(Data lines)
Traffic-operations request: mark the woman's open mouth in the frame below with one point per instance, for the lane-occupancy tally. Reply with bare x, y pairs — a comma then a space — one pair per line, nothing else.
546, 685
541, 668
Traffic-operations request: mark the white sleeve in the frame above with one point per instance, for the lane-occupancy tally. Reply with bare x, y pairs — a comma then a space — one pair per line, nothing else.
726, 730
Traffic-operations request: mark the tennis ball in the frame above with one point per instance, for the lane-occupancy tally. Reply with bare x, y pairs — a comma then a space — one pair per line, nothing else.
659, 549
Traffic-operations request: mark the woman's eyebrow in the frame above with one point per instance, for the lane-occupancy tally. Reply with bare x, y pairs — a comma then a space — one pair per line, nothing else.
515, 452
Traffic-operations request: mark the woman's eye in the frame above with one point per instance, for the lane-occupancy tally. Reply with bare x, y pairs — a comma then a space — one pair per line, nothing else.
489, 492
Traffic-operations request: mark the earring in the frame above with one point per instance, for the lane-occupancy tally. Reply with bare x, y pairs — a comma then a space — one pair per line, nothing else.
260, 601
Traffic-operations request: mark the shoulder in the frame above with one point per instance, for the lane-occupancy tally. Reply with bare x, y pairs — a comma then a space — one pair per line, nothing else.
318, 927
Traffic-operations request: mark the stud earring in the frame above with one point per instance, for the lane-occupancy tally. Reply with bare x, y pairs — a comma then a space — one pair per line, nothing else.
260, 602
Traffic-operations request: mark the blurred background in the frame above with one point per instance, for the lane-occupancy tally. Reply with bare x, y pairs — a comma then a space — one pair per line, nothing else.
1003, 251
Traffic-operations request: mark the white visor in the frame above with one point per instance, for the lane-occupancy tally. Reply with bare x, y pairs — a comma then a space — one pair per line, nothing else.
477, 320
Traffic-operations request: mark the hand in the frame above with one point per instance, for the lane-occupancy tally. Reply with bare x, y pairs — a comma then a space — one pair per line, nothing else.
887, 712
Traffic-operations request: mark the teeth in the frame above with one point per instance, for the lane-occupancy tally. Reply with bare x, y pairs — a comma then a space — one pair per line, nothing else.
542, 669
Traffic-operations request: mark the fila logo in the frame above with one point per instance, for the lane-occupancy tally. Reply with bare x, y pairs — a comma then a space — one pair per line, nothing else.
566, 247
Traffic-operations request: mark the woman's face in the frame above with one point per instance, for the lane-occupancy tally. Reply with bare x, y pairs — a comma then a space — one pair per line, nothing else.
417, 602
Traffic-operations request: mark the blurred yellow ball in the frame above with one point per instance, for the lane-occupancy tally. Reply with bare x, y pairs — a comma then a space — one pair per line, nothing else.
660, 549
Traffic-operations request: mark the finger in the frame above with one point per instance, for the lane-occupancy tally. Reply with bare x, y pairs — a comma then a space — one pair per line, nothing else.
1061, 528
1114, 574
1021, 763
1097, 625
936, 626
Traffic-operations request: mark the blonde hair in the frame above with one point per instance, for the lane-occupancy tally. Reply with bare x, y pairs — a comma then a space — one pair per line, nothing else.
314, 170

==

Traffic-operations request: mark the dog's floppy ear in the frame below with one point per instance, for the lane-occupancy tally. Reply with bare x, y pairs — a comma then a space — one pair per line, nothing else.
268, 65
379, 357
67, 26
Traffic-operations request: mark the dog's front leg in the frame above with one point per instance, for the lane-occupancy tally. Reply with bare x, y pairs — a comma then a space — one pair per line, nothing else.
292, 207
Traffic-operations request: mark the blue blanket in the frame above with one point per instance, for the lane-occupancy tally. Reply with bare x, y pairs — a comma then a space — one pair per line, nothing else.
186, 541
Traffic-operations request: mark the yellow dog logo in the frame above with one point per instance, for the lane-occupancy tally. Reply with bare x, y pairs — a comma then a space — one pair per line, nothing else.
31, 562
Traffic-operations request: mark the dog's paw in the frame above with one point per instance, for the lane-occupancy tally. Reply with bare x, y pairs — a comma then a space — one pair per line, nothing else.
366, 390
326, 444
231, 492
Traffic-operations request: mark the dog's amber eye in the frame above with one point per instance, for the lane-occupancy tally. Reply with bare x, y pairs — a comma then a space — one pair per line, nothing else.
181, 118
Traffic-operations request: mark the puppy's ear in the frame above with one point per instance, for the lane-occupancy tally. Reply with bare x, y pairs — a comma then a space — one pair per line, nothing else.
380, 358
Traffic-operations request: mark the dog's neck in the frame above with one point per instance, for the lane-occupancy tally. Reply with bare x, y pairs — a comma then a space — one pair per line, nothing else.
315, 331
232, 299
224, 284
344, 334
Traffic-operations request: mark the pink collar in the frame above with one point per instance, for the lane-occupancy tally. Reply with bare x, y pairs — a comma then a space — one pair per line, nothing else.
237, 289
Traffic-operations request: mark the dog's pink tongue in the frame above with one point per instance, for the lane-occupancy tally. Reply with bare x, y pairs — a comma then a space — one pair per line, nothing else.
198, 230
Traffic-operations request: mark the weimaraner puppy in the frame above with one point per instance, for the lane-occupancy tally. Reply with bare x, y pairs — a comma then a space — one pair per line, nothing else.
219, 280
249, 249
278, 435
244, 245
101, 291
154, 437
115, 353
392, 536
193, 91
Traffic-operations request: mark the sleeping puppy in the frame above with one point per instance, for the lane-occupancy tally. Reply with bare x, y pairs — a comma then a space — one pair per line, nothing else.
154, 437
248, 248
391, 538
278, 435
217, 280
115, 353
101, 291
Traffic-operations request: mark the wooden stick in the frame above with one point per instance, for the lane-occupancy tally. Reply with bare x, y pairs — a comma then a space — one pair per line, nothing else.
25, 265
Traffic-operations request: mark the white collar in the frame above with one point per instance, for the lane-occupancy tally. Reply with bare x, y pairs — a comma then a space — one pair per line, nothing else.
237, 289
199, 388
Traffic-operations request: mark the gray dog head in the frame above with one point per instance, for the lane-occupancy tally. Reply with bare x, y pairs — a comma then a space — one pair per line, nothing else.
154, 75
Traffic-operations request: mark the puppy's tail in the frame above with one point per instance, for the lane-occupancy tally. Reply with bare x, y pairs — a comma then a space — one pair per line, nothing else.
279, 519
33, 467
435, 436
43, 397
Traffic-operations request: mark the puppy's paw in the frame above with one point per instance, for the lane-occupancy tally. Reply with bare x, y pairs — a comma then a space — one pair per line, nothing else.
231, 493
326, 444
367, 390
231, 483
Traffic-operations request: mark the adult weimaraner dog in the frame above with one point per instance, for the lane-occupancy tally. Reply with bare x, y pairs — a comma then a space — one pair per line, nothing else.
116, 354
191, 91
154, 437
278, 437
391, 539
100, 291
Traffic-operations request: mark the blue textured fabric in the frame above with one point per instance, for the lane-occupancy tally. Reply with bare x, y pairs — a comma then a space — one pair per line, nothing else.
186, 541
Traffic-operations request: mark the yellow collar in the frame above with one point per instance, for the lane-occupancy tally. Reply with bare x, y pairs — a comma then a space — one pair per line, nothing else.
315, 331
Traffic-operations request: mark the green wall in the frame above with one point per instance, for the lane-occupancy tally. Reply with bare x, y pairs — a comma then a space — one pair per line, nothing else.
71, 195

---

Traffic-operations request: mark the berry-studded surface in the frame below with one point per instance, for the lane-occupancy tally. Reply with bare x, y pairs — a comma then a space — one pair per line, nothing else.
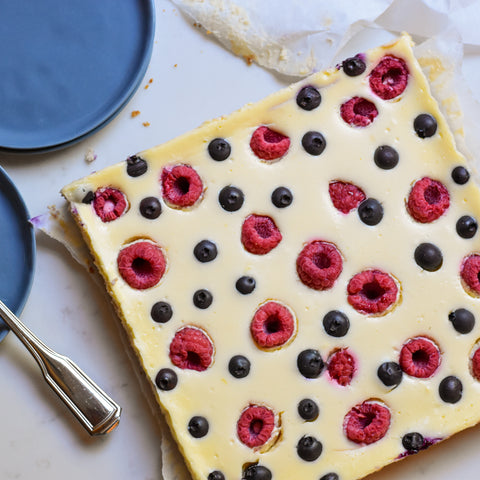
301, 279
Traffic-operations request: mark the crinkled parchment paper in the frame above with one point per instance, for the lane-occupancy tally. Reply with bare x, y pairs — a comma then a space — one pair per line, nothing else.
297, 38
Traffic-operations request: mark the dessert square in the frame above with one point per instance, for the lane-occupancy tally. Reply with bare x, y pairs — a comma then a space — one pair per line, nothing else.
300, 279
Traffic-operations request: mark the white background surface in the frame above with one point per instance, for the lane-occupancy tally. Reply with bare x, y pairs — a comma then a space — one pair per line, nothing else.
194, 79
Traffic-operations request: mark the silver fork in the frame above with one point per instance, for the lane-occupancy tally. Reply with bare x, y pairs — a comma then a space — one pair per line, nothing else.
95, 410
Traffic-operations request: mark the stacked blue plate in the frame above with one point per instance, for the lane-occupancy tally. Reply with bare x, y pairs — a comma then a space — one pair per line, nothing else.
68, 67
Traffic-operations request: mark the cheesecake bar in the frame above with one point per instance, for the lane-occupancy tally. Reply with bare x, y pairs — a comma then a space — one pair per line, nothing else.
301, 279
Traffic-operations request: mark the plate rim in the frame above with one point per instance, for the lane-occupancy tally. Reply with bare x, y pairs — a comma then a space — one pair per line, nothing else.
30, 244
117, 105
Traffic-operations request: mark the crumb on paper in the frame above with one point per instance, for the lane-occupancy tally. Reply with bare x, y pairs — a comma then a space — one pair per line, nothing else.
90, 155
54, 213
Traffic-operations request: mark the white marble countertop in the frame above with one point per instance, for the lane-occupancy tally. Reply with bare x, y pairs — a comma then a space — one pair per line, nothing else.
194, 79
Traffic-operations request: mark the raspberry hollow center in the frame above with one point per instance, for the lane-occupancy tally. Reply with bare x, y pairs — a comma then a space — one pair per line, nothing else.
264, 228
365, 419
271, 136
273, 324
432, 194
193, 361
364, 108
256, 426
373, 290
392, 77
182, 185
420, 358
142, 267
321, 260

**Request**: List each line of the items above that contains the word "woman". The match is case-sensitive.

**Answer to this exercise**:
Traffic-operations request: mark the woman's open mouth in the frame below with one point per instance, for the lane-occupancy tally. Reply with bare x, y pairs — a comma then a space — one pair per line, nothing else.
Traffic-operations request: mark the woman's eyebrow in the frame above with one point per instance, for the lane-occupancy tally. Reply with bare x, y pairs — a comma then a space — one pair per line, nothing else.
Traffic-operations request: mark the woman's eye in the frame above with one point per instance, for the lane-occupancy tally. Reply with bare x, y pairs — a comma then a space — one pair per line, nothing else.
Traffic-operations request: mark the woman's face in the frame above with one point per instance, for the lane-occupancy tally. Reply with bare x, y pairs — a comma then a space — one pair per line, nothing else.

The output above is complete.